TEXTE PROPOSÉ:
++++++
Faisons remarquer, avant d’aborder notre sujet, que depuis trente ans l’artillerie a pris un rôle tout à fait prépondérant dans les campagnes militaires. Si l’infanterie est la reine des batailles, si c’est elle qui se meut le plus facilement, qui se fractionne ou qui se masse le mieux, suivant la volonté du général en chef, c’est l’artillerie qui prépare le combat, et dont l’intervention transforme en déroute la défaite de l’ennemi. C’est elle aussi qui, dans certaines circonstances désespérées, sauve une armée compromise. Le 6 août 1870, à Wœrth, quatre batteries placées sur les hauteurs de Langensoulzbach eussent permis au maréchal de Mac Mahon de se retirer sans être sérieusement inquiété. La charge des cuirassiers, cette charge immortelle, n’aboutit, au contraire, qu’à une inutile effusion de sang.

L’artillerie n’agit pas, d’ailleurs, uniquement par ses projectiles. Le bruit du canon produit un effet moral immense ; les plus grands capitaines l’ont reconnu. À mesure que la qualité de ses troupes diminuait, Napoléon Ier augmentait le nombre de ses canons. À la bataille de Rivoli, il n’avait qu’une pièce pour mille hommes ; à la bataille de Leipzig, il en avait quatre pour un effectif égal.

Si le rôle de l’artillerie, en temps de guerre, est immense, il n’est pas moins important en temps de paix. L’artillerie française, dont le domaine est encore plus vaste que celui des autres artilleries européennes, ne s’occupe pas seulement de son armement ; c’est elle qui est chargée de fournir leurs fusils aux régiments d’infanterie et leurs sabres aux régiments de cavalerie. Par ses établissements, ses directions, son budget, elle assure et prépare l’outillage de la défense nationale.

C’est l’importance donnée depuis quelques années au poste de Directeur de l’artillerie, au Ministère de la guerre, qui a assuré, de nos jours, les progrès de cette arme.

On sait que dans l’ancienne armée française, il existait un grand maître de l’artillerie qui imposait à ce service une direction unique et continue. Les Sully et les Gribeauval ont illustré ce poste. Supprimé par la Convention nationale, remplacé par le Comité d’artillerie, le grand maître de l’artillerie a été indirectement rétabli de nos jours. Après d’innombrables tâtonnements, on a fini par en revenir, sous un autre nom, à ce poste supérieur.
++++++
CONSIGNE A: D'après le texte sur l'artillerie, combien de pièces Napoléon Ier avait-il pour mille hommes à la bataille de Rivoli ?
++++++
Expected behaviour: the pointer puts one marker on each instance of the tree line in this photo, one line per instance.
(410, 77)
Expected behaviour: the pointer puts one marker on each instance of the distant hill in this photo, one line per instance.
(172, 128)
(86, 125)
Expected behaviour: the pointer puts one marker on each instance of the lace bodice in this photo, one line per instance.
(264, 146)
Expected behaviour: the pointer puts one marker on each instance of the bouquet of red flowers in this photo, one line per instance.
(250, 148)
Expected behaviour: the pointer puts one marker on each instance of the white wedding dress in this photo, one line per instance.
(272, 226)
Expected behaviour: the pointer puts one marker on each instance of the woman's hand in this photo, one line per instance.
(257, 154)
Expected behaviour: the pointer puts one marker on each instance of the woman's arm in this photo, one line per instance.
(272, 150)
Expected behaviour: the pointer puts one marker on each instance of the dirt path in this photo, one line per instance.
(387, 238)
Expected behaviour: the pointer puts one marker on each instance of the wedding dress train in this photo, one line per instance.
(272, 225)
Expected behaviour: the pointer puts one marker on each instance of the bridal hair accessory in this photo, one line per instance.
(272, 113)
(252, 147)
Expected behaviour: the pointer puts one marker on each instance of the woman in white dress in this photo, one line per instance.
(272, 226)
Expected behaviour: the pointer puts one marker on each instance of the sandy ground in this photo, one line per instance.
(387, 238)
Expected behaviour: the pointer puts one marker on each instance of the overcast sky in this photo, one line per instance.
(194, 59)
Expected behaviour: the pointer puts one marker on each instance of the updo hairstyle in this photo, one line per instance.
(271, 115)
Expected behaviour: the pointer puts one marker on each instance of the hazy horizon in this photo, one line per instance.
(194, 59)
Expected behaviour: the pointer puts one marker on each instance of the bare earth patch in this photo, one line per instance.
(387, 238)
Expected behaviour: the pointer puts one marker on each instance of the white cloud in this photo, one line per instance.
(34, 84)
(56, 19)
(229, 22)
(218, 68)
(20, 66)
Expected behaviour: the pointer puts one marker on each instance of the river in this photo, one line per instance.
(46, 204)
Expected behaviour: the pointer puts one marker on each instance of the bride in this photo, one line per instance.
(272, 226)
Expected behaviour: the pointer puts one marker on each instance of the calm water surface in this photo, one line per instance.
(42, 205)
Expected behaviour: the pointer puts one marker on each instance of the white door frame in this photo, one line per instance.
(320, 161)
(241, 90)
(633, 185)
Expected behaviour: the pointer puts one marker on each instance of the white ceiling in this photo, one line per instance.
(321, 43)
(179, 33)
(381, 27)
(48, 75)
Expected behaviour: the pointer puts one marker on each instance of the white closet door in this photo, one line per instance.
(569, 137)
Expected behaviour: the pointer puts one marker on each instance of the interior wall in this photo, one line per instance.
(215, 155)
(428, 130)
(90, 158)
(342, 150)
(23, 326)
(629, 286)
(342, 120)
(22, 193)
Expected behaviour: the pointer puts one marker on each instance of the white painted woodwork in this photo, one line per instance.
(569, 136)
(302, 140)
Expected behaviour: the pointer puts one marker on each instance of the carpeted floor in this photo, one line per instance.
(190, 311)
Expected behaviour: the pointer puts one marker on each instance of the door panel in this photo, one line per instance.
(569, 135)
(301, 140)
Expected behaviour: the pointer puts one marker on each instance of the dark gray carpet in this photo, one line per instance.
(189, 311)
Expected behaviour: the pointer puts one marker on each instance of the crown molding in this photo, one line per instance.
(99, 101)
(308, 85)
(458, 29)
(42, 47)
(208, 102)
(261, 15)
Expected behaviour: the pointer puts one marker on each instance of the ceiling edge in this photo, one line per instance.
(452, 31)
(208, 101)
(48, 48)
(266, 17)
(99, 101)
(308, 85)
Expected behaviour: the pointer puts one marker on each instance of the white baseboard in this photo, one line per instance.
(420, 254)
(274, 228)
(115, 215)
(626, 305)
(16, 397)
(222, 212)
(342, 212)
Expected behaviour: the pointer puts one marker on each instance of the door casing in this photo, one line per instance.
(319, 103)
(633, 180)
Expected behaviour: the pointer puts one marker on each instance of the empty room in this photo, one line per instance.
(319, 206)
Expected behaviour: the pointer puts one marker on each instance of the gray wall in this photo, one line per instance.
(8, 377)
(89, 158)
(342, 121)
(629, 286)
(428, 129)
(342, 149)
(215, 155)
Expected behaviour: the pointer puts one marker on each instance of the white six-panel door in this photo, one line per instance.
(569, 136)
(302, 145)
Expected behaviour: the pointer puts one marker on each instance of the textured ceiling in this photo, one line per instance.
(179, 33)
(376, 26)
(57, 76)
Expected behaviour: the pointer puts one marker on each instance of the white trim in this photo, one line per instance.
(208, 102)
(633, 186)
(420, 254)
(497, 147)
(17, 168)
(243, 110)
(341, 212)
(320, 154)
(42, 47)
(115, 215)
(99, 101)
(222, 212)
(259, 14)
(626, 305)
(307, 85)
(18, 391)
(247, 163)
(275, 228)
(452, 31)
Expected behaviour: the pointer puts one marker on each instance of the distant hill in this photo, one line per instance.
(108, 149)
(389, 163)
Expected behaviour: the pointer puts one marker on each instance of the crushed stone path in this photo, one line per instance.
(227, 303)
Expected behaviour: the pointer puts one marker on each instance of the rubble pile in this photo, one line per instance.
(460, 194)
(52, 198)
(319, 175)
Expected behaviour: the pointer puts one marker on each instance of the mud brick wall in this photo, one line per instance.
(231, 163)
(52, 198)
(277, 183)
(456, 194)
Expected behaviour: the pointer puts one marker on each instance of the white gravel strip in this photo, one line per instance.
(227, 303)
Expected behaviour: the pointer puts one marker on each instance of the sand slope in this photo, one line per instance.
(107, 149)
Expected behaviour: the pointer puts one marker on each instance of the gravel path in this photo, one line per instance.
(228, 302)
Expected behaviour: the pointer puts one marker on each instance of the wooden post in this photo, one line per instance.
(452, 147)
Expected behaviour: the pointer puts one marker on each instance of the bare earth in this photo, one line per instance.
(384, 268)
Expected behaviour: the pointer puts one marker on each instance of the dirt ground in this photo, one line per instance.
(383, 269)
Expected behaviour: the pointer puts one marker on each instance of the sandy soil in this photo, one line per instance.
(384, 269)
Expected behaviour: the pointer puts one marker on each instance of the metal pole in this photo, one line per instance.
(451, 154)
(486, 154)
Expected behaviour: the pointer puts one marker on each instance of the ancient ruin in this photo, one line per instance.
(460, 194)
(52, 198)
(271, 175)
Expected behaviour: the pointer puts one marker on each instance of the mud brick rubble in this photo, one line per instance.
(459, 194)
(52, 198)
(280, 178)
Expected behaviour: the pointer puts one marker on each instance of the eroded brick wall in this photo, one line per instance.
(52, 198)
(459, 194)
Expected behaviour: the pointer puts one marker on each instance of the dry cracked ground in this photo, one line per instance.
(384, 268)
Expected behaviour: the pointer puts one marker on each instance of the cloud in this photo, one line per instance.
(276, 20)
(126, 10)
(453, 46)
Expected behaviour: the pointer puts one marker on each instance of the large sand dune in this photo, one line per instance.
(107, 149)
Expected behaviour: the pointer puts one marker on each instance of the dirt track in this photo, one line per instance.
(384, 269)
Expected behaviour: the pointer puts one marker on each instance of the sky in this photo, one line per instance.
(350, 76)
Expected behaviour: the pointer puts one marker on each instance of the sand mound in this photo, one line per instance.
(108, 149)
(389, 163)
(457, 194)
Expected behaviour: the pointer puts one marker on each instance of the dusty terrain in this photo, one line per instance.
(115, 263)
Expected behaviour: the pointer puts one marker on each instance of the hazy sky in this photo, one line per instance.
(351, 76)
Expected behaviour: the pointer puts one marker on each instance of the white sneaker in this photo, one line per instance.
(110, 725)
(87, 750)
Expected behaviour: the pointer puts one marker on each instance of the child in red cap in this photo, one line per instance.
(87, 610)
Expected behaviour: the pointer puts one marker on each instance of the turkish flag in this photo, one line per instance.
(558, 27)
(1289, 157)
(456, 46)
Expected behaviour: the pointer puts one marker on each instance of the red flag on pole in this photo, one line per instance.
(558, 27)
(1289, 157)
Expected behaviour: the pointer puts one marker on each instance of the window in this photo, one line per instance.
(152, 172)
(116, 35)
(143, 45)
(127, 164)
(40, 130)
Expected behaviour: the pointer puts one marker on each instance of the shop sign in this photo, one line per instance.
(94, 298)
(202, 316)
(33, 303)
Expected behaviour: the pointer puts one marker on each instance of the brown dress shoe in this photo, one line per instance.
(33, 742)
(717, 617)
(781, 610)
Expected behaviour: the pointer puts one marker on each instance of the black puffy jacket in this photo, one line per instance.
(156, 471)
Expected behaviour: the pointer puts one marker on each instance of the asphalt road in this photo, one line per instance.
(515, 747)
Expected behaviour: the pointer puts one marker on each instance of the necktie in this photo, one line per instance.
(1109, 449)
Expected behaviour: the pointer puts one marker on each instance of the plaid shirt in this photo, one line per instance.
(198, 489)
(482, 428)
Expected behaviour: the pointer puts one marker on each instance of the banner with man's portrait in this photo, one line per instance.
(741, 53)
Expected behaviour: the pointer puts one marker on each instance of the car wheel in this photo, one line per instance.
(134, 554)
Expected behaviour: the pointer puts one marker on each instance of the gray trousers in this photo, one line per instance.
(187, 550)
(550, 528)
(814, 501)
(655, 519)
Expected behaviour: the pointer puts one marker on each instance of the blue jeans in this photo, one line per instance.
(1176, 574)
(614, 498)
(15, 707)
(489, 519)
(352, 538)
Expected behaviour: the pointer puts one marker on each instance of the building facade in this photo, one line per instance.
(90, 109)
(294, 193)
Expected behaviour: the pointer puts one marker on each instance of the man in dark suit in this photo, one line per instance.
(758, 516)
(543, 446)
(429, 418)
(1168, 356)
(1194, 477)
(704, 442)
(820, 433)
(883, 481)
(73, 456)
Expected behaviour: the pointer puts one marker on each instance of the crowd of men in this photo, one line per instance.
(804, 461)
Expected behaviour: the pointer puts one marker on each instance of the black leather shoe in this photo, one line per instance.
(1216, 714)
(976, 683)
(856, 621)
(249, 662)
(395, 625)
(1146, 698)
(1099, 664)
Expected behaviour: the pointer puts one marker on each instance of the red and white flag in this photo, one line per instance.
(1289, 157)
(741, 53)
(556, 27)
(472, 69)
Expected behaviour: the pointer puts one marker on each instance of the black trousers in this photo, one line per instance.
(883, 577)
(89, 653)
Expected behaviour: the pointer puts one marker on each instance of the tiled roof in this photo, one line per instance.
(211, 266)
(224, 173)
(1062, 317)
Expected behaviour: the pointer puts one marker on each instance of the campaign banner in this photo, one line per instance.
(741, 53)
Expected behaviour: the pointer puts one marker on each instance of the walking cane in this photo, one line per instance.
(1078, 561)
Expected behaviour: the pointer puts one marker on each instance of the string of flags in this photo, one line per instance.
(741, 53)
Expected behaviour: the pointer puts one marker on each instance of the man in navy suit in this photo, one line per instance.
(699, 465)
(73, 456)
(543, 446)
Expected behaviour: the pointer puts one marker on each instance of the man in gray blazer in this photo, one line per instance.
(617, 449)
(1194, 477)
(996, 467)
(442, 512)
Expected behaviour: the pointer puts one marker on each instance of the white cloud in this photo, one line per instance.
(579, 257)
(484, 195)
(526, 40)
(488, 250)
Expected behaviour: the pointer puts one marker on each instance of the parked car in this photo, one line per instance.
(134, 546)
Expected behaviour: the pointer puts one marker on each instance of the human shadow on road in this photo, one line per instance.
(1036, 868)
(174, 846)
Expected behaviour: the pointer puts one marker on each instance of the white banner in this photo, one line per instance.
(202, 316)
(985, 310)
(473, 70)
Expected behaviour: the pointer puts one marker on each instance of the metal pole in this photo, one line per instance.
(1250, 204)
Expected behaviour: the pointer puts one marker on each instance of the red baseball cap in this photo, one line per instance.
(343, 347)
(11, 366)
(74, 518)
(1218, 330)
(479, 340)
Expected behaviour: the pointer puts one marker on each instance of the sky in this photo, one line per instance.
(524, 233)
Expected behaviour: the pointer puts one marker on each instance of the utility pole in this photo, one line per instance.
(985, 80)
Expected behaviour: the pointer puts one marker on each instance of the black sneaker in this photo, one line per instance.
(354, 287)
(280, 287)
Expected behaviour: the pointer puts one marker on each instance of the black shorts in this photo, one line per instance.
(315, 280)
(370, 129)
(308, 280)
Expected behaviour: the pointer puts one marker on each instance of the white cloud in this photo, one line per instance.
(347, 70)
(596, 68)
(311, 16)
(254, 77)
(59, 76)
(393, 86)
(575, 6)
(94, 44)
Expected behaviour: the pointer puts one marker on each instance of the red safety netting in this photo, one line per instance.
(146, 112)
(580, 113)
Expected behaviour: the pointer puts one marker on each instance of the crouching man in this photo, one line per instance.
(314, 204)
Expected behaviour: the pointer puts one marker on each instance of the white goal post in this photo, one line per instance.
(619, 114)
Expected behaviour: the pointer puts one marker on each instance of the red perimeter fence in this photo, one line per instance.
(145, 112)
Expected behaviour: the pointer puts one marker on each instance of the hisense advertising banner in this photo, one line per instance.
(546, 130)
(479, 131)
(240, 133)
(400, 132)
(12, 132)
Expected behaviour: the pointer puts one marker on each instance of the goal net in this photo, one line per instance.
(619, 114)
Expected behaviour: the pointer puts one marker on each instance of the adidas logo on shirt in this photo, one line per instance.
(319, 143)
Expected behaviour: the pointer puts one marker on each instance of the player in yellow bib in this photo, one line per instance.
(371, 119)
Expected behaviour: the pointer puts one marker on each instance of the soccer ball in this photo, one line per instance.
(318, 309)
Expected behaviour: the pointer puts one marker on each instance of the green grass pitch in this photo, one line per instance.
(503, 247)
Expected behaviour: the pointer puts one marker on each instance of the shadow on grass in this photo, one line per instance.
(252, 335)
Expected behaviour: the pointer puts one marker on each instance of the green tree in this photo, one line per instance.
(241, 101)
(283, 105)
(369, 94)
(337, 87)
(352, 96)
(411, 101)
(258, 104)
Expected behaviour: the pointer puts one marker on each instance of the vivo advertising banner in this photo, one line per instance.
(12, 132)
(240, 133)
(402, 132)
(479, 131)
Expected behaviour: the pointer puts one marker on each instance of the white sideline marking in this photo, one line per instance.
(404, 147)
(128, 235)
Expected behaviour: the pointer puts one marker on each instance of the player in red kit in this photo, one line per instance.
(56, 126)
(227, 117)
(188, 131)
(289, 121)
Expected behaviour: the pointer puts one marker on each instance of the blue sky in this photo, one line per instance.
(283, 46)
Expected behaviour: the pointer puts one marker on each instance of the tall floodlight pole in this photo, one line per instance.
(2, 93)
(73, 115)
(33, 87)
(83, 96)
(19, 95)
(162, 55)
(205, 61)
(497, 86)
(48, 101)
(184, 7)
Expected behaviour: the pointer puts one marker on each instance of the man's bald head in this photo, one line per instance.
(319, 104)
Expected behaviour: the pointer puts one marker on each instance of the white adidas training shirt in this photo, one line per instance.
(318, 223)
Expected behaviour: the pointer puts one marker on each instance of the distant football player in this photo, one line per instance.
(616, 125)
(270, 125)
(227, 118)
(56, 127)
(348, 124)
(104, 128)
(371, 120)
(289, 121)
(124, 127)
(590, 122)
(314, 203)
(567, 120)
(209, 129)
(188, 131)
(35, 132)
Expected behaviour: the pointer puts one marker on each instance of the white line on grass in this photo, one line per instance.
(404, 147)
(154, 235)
++++++
CONSIGNE B: Comptez les lignes des entrées qui contiennent la chaîne « dark », en tenant compte de la casse. Donnez seulement ce nombre.

RÉPONSE A: Il n'avait qu'une pièce pour mille hommes.

RÉPONSE B: 2